- WHAT TO DO -
Locate the line that contains "Task: identify the front". Copy it and every following line through the end of the records, exactly, and include nothing else.

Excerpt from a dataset
--- Begin ---

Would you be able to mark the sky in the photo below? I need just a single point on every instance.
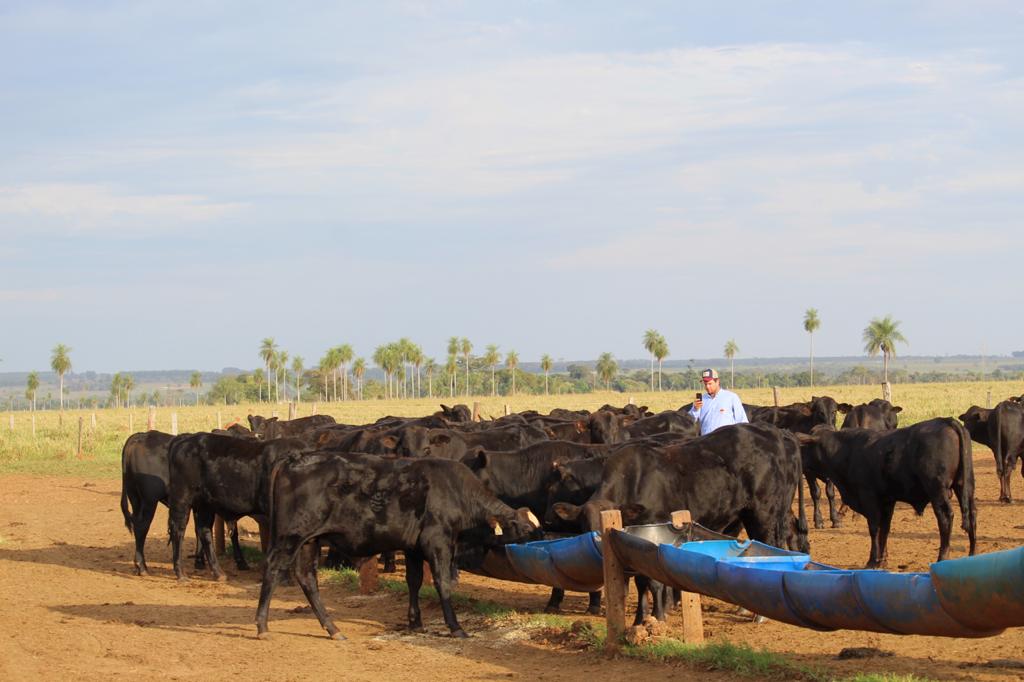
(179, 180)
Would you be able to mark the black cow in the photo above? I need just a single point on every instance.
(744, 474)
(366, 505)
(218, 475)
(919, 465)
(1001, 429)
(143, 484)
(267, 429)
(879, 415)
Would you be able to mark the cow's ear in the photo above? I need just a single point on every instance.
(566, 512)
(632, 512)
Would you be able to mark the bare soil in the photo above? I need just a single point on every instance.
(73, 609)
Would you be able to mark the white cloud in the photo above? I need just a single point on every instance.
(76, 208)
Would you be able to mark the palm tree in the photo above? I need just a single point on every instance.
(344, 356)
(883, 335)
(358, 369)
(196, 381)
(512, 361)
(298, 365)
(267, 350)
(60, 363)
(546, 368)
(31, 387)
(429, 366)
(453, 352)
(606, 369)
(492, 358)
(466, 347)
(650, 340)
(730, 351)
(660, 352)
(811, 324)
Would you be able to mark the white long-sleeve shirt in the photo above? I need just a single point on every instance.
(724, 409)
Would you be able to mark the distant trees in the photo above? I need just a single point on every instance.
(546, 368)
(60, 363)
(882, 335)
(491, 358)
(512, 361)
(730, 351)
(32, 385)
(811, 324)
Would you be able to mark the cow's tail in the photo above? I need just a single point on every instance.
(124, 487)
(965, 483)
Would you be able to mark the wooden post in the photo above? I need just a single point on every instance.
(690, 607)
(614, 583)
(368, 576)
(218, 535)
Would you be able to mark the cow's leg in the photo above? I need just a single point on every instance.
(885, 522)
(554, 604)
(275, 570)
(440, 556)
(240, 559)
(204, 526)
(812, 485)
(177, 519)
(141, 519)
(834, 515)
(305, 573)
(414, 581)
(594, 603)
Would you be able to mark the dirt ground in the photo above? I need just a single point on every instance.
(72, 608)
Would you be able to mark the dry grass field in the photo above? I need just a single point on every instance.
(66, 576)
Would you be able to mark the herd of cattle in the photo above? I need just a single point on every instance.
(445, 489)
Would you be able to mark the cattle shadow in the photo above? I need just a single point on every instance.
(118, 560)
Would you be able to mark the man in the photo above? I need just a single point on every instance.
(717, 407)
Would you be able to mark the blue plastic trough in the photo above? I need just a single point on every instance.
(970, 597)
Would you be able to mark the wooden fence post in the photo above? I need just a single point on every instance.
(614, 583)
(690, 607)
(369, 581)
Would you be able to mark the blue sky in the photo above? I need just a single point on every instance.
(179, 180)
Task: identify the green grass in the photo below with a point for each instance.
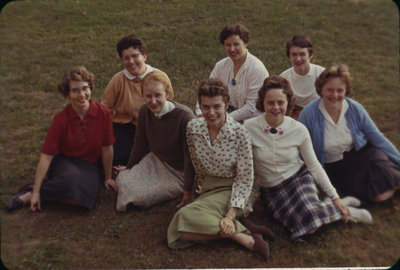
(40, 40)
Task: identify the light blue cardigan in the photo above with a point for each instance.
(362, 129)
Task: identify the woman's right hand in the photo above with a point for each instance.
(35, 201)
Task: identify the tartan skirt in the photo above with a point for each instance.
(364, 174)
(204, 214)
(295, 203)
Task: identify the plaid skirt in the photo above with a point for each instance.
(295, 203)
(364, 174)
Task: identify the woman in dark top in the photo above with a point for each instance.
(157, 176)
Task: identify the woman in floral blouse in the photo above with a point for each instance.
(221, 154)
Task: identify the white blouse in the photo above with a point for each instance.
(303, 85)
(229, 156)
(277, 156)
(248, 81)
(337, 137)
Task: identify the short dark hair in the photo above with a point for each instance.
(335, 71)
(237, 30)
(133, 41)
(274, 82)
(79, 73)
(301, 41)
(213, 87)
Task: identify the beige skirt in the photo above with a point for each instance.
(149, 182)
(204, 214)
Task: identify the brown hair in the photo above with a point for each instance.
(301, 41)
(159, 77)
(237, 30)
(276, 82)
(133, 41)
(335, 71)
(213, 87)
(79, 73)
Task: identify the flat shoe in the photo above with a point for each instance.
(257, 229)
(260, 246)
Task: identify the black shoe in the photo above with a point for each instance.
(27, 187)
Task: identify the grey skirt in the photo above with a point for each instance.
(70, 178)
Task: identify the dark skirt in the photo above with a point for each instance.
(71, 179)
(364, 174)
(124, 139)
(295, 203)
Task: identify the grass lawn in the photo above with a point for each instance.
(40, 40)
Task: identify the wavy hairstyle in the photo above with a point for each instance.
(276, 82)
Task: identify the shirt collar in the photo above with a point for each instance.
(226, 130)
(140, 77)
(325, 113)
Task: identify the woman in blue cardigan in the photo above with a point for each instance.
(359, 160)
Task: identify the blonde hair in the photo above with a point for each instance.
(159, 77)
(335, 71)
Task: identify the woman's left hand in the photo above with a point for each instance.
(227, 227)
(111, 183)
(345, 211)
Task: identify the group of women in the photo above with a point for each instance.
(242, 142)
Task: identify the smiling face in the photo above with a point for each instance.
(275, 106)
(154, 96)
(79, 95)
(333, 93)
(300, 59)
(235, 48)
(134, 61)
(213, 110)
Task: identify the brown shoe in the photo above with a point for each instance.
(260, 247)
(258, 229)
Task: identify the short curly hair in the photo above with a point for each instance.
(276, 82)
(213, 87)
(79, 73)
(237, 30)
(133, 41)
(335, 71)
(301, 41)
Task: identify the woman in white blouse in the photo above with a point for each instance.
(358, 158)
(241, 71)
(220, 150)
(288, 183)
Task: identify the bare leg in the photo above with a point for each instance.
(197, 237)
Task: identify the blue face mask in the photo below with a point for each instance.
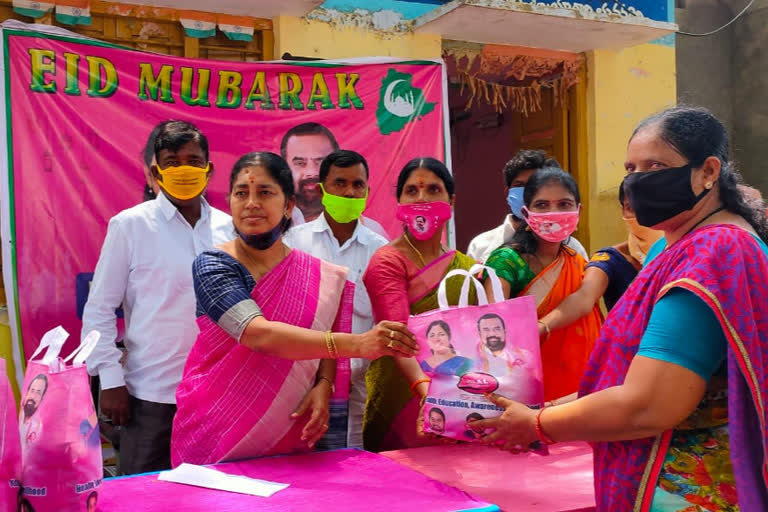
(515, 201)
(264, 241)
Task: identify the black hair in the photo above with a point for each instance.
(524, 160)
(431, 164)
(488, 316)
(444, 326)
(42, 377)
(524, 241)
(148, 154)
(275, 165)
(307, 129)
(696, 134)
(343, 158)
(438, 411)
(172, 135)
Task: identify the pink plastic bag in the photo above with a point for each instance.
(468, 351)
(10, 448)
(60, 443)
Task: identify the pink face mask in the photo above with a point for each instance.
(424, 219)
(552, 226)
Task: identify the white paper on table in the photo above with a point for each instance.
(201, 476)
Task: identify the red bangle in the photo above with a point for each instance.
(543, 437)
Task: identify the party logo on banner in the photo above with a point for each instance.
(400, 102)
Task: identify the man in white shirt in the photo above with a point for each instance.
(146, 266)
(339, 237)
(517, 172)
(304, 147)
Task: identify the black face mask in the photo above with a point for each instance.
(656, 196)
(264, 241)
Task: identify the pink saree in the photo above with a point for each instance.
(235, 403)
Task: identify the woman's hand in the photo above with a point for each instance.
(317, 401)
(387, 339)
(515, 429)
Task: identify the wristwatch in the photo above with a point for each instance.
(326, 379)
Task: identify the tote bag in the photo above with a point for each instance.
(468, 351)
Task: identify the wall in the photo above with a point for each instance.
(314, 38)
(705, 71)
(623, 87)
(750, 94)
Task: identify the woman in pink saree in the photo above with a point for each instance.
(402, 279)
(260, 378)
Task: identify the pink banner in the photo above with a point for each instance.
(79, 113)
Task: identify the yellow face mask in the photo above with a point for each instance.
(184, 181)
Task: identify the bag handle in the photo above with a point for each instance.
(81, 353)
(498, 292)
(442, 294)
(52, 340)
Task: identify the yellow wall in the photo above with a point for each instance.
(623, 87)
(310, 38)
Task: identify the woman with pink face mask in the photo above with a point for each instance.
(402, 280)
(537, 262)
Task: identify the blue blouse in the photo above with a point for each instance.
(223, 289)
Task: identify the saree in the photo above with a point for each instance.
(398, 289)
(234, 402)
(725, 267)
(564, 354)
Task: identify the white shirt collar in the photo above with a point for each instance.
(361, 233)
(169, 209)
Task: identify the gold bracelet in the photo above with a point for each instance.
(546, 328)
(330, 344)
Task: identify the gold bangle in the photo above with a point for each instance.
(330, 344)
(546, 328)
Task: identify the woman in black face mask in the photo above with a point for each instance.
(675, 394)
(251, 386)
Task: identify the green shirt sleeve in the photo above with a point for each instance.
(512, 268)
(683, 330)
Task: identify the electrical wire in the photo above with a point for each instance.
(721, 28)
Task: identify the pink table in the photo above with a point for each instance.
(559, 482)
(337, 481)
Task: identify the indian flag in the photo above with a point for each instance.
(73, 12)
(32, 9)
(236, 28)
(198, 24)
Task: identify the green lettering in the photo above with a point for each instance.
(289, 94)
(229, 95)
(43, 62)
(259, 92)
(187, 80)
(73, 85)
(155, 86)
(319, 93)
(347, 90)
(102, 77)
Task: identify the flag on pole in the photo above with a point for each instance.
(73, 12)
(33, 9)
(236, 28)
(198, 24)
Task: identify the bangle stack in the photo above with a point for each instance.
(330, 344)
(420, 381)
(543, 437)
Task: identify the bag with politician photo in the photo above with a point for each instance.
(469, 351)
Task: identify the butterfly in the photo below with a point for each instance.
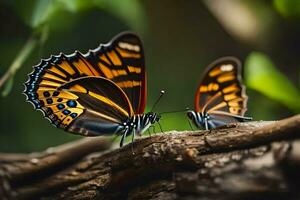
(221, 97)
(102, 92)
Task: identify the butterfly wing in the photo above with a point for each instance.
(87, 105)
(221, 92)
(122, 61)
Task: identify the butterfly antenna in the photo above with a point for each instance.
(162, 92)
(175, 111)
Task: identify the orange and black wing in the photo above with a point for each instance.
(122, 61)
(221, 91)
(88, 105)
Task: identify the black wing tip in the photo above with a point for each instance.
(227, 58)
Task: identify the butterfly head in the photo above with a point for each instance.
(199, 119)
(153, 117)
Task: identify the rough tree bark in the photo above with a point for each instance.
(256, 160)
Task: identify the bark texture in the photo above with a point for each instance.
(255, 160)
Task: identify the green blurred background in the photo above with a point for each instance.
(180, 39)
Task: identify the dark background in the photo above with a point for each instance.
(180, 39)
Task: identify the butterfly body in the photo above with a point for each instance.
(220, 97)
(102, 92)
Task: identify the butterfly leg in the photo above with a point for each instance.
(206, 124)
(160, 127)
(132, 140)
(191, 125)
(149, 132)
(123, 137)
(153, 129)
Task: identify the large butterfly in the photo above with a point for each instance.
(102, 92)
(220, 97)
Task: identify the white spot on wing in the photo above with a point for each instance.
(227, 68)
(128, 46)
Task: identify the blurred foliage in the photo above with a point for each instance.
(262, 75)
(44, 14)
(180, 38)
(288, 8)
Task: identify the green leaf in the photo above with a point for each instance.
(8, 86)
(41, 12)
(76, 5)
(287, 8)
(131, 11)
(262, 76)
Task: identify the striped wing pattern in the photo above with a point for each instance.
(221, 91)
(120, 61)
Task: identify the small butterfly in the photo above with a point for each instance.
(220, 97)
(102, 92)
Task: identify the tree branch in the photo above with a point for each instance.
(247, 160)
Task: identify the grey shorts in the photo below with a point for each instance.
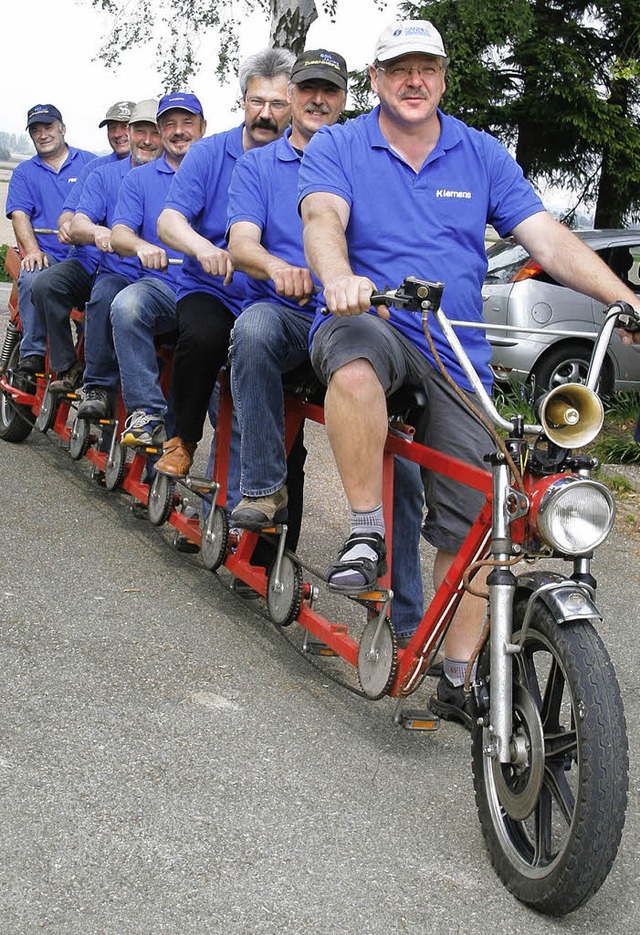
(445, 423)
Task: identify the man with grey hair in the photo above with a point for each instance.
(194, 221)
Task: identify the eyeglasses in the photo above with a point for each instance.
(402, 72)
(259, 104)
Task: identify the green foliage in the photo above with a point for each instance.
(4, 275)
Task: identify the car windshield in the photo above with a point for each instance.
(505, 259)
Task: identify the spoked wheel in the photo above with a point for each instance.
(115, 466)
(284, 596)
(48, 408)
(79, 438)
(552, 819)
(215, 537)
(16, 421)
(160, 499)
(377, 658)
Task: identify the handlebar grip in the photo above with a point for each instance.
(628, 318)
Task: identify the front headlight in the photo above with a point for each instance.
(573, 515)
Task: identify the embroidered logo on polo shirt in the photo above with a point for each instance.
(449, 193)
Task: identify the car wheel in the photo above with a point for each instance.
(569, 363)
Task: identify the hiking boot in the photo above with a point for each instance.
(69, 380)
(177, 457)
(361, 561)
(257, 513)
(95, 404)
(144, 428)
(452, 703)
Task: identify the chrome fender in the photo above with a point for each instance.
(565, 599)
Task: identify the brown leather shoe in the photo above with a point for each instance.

--- End ---

- COMPLETE ANSWER -
Task: identify the front headlight in the photo above with a point for each instance.
(573, 515)
Task: identify the embroidered logo on polo shirt in the photo above with a point for each instance.
(449, 193)
Task: identify the car wheel in the photo above with a point for each instance.
(569, 363)
Task: identify the hiking boot in the photo above with a point for each instance.
(69, 380)
(177, 457)
(361, 561)
(257, 513)
(95, 404)
(144, 428)
(452, 703)
Task: identify the chrome fender in the photo above with a point for each instance.
(565, 599)
Task: identify the brown leather shoe in the photo above with a point for each instance.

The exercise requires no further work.